▸ Work to complete
From the first line to the last, restate every record word for word, leaving out the pictures.

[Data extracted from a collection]
◆ ◆ ◆

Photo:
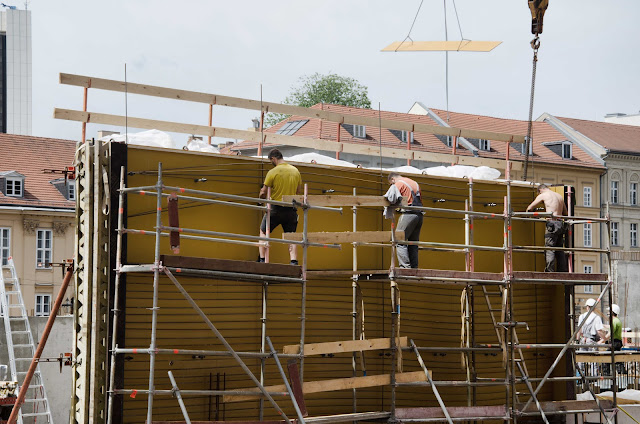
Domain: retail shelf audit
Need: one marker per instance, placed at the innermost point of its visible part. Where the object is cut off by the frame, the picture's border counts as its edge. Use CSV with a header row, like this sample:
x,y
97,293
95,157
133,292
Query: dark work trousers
x,y
554,237
411,224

◆ ◆ ◆

▸ Task solution
Photo:
Domain: retail shelf audit
Need: one marker per instance, placed at the innermost point of its visible part. Where the object is cut off by the frame, the picture's border counts as its edge. Use CSV with a header row, like this sample:
x,y
97,293
95,157
133,292
Query: dark work trousers
x,y
554,237
411,224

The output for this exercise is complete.